** Begin Dataset records **

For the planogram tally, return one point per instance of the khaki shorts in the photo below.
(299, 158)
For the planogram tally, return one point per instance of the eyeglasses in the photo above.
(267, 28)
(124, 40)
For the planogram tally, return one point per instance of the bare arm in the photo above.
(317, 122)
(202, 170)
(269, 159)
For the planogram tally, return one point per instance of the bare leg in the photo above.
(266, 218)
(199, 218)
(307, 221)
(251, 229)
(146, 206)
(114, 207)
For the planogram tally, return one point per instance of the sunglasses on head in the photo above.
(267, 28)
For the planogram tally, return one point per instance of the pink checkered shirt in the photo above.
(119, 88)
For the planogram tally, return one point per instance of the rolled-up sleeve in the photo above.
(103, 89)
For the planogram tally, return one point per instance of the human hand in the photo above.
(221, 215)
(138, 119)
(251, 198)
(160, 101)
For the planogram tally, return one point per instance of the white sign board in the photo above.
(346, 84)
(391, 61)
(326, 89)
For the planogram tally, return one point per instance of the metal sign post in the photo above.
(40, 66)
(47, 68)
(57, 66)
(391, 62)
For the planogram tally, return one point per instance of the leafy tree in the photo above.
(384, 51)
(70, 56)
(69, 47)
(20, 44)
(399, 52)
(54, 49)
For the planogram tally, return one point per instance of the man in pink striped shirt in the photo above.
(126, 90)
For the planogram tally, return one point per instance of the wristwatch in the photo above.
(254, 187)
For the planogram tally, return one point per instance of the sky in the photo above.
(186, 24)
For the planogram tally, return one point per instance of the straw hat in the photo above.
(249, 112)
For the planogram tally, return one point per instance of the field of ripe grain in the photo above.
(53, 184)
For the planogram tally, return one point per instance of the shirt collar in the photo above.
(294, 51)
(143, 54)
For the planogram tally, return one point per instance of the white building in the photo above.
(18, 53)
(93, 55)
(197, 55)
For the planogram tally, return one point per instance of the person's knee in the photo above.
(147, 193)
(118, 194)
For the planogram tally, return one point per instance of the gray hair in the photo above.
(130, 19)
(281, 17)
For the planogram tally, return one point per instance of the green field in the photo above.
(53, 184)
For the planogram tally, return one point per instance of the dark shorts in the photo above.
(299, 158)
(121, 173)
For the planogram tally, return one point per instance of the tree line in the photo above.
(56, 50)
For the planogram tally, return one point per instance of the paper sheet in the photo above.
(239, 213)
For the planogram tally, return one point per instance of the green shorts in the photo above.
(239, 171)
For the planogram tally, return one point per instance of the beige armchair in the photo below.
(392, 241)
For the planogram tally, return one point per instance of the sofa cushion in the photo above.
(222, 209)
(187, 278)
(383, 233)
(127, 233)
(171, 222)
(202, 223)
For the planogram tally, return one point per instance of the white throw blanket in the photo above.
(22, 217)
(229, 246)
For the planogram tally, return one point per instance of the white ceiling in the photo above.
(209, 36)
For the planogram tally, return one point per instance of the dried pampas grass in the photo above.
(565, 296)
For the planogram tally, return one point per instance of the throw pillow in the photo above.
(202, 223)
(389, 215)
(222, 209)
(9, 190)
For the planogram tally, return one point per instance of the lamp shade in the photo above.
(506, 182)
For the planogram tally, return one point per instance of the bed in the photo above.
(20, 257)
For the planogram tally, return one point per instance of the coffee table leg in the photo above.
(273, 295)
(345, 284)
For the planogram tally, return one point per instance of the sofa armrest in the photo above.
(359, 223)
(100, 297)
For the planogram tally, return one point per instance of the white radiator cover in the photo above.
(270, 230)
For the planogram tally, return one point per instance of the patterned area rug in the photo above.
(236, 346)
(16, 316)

** End Dataset records **
** Begin Dataset records **

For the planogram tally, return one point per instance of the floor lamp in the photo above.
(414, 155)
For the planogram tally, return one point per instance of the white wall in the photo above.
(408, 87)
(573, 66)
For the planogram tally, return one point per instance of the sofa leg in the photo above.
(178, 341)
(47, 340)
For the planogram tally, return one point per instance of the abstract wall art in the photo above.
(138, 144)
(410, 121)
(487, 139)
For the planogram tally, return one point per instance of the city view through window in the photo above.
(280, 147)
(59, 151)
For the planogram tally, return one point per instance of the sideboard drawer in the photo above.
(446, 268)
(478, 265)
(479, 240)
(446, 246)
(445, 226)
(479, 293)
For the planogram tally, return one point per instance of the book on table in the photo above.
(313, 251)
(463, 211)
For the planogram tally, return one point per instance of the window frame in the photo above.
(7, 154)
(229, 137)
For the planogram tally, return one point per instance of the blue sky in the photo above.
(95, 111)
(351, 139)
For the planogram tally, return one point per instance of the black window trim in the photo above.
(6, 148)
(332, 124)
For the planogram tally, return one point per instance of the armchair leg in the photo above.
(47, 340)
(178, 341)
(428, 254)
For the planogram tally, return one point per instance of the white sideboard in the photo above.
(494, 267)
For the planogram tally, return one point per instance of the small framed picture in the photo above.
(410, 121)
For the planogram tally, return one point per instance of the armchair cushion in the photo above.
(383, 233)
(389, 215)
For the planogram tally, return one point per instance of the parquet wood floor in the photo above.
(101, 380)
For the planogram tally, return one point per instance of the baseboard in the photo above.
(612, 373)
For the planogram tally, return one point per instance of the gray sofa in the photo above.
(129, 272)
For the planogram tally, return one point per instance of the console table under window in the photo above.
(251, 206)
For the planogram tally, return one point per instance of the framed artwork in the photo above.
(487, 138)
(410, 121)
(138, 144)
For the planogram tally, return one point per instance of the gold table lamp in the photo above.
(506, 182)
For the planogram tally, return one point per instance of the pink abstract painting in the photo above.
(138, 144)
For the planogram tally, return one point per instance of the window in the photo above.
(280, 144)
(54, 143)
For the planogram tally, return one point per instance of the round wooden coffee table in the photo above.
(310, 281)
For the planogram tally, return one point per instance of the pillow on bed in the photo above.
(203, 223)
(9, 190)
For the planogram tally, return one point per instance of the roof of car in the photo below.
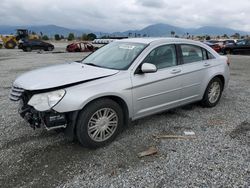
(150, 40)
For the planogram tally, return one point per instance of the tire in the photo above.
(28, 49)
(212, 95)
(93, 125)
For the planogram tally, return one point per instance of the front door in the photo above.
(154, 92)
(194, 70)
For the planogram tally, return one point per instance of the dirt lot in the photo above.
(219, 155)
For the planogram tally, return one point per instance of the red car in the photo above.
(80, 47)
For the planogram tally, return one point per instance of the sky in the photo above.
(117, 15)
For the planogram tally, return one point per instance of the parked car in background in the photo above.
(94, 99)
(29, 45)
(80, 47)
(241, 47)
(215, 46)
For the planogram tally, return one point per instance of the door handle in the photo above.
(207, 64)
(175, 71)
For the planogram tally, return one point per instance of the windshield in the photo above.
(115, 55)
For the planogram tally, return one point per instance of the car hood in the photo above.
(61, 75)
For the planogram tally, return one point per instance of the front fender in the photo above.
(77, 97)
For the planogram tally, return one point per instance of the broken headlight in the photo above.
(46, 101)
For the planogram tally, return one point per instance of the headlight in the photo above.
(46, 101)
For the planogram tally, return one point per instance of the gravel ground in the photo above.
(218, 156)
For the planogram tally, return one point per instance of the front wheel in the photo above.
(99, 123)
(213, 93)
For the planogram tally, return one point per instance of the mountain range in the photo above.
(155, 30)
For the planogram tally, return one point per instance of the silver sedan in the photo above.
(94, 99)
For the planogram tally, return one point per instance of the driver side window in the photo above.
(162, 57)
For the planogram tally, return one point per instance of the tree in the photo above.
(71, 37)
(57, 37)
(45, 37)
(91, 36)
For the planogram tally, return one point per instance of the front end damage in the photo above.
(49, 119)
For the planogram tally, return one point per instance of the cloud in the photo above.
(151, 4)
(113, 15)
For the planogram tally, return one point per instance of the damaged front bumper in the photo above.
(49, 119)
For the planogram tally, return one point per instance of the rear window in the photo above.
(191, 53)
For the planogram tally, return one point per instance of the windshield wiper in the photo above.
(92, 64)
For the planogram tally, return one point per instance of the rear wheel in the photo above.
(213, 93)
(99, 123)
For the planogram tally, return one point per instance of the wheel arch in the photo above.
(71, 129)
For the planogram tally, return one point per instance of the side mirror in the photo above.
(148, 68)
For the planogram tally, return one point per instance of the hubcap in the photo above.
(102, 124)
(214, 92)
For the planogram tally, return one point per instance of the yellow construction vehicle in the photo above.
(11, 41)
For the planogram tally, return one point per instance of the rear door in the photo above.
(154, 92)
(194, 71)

** End Dataset records **

Problem requirements.
Locate every line of the data above that contains the word "headlight", and copy each of those lines in full. Case counts.

Final answer.
For the planogram tally, return one point per instance of the broken headlight in the photo above.
For the planogram tally, return one point per instance of the headlight in the photo above.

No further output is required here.